### Problem description
Copy the lines below word for word, from first to last, and leave the pictures out of your copy.

### Data entries
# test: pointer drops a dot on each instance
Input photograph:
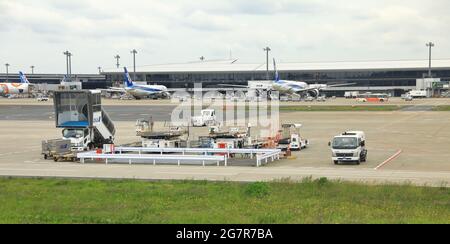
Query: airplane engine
(314, 93)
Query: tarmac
(404, 146)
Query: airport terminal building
(395, 77)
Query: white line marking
(389, 159)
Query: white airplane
(140, 91)
(16, 88)
(295, 87)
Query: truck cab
(79, 138)
(349, 147)
(207, 117)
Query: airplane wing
(338, 85)
(114, 89)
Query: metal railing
(201, 155)
(148, 158)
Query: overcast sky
(172, 31)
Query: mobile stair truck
(349, 147)
(291, 138)
(83, 120)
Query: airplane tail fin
(277, 76)
(127, 79)
(23, 78)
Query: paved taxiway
(422, 137)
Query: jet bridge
(82, 110)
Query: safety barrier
(148, 158)
(203, 155)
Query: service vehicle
(349, 147)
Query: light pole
(117, 57)
(429, 45)
(7, 71)
(267, 50)
(68, 64)
(134, 52)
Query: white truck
(417, 94)
(349, 147)
(207, 118)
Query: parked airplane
(16, 88)
(140, 91)
(294, 87)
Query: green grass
(442, 108)
(325, 108)
(321, 201)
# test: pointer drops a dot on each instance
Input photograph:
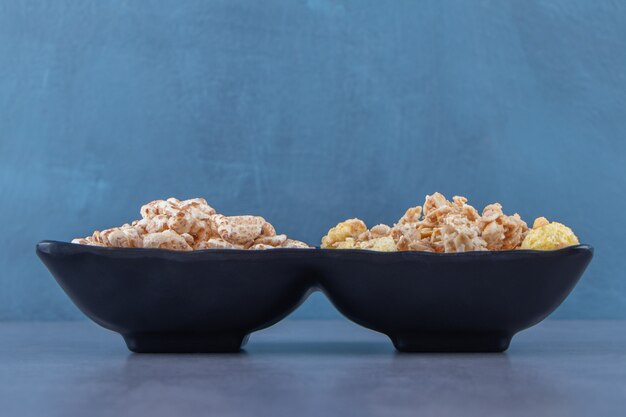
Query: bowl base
(184, 342)
(446, 342)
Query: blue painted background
(309, 112)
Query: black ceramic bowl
(455, 302)
(166, 301)
(211, 300)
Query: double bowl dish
(211, 300)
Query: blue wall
(309, 112)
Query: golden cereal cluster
(549, 236)
(191, 225)
(442, 226)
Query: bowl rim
(59, 247)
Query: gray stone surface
(313, 368)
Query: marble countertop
(312, 368)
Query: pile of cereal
(446, 226)
(191, 225)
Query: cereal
(167, 239)
(440, 225)
(549, 236)
(349, 229)
(190, 225)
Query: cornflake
(439, 225)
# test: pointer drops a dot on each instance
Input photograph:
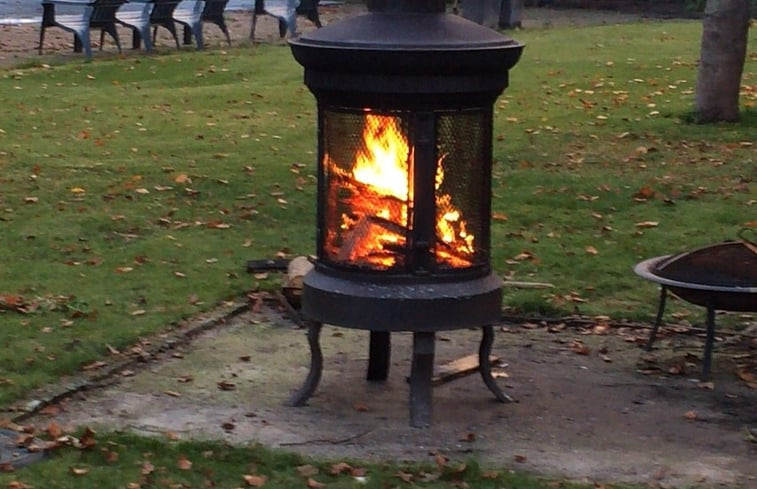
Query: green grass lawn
(134, 190)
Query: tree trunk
(721, 62)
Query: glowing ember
(377, 194)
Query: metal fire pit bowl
(721, 276)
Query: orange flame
(374, 230)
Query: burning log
(370, 235)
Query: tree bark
(721, 62)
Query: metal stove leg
(658, 319)
(300, 397)
(420, 379)
(379, 353)
(707, 360)
(484, 365)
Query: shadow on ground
(591, 404)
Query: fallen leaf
(314, 484)
(255, 480)
(579, 348)
(307, 470)
(340, 468)
(647, 224)
(171, 435)
(404, 476)
(54, 430)
(184, 463)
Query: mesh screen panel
(462, 219)
(368, 212)
(367, 163)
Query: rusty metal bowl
(721, 276)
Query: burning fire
(375, 227)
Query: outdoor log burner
(405, 96)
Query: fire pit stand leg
(707, 360)
(379, 352)
(421, 371)
(484, 365)
(658, 319)
(301, 397)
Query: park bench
(79, 18)
(165, 13)
(285, 11)
(212, 12)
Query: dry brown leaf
(340, 468)
(307, 470)
(54, 430)
(647, 224)
(404, 476)
(314, 484)
(255, 480)
(79, 470)
(184, 463)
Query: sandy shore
(18, 43)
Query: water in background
(30, 11)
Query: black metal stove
(405, 96)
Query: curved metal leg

### Task answer
# test: pointer drops a dot on each instance
Input photograph:
Query: airplane engine
(314, 93)
Query: tarmac
(404, 146)
Query: airport terminal building
(395, 77)
Query: white line marking
(389, 159)
Query: white airplane
(140, 91)
(16, 88)
(295, 87)
Query: truck cab
(79, 138)
(349, 147)
(207, 117)
Query: airplane wing
(338, 85)
(114, 89)
Query: metal railing
(201, 155)
(148, 158)
Query: overcast sky
(172, 31)
Query: mobile stair truck
(349, 147)
(291, 138)
(83, 120)
Query: airplane tail fin
(277, 76)
(127, 79)
(23, 78)
Query: paved taxiway
(422, 137)
Query: jet bridge
(82, 110)
Query: safety barrier
(148, 158)
(203, 155)
Query: service vehicle
(349, 147)
Query: light pole
(117, 57)
(429, 45)
(7, 71)
(267, 50)
(68, 64)
(134, 52)
Query: white truck
(417, 94)
(349, 147)
(207, 118)
Query: parked airplane
(16, 88)
(140, 91)
(294, 87)
Query: green grass
(442, 108)
(325, 108)
(321, 201)
# test: pointer drops a dot on each instance
Input photograph:
Query: bowl base
(184, 342)
(446, 342)
Query: blue painted background
(309, 112)
Query: black ceramic bowl
(455, 302)
(166, 301)
(211, 300)
Query: double bowl dish
(211, 300)
Query: blue wall
(309, 112)
Query: golden cereal cluster
(549, 236)
(191, 225)
(442, 226)
Query: bowl rim
(59, 247)
Query: gray stone surface
(313, 368)
Query: marble countertop
(312, 368)
Query: pile of cereal
(446, 226)
(191, 225)
Query: cereal
(167, 239)
(440, 225)
(549, 236)
(349, 229)
(190, 225)
Query: cornflake
(439, 225)
# test: pointer drops a dot on each instance
Input photograph:
Query: green grass lawn
(134, 190)
Query: tree trunk
(721, 62)
Query: glowing ember
(377, 194)
Query: metal fire pit bowl
(721, 276)
Query: orange flame
(374, 230)
Query: burning log
(370, 235)
Query: tree bark
(721, 62)
Query: metal stove leg
(658, 319)
(300, 397)
(420, 379)
(379, 353)
(707, 360)
(484, 365)
Query: shadow on ground
(591, 404)
Query: fallen leaf
(314, 484)
(255, 480)
(579, 348)
(307, 470)
(340, 468)
(647, 224)
(171, 435)
(404, 476)
(54, 430)
(184, 463)
Query: mesh screen panel
(462, 219)
(368, 212)
(367, 163)
Query: rusty metal bowl
(721, 276)
Query: burning fire
(375, 227)
Query: outdoor log burner
(405, 96)
Query: fire pit stand leg
(707, 360)
(379, 352)
(421, 371)
(484, 365)
(658, 319)
(301, 397)
Query: park bench
(79, 18)
(165, 13)
(285, 11)
(212, 12)
Query: dry brown leaf
(340, 468)
(307, 470)
(54, 430)
(647, 224)
(404, 476)
(314, 484)
(255, 480)
(79, 470)
(184, 463)
Query: sandy shore
(18, 43)
Query: water in background
(30, 11)
Query: black metal stove
(405, 96)
Query: curved metal leg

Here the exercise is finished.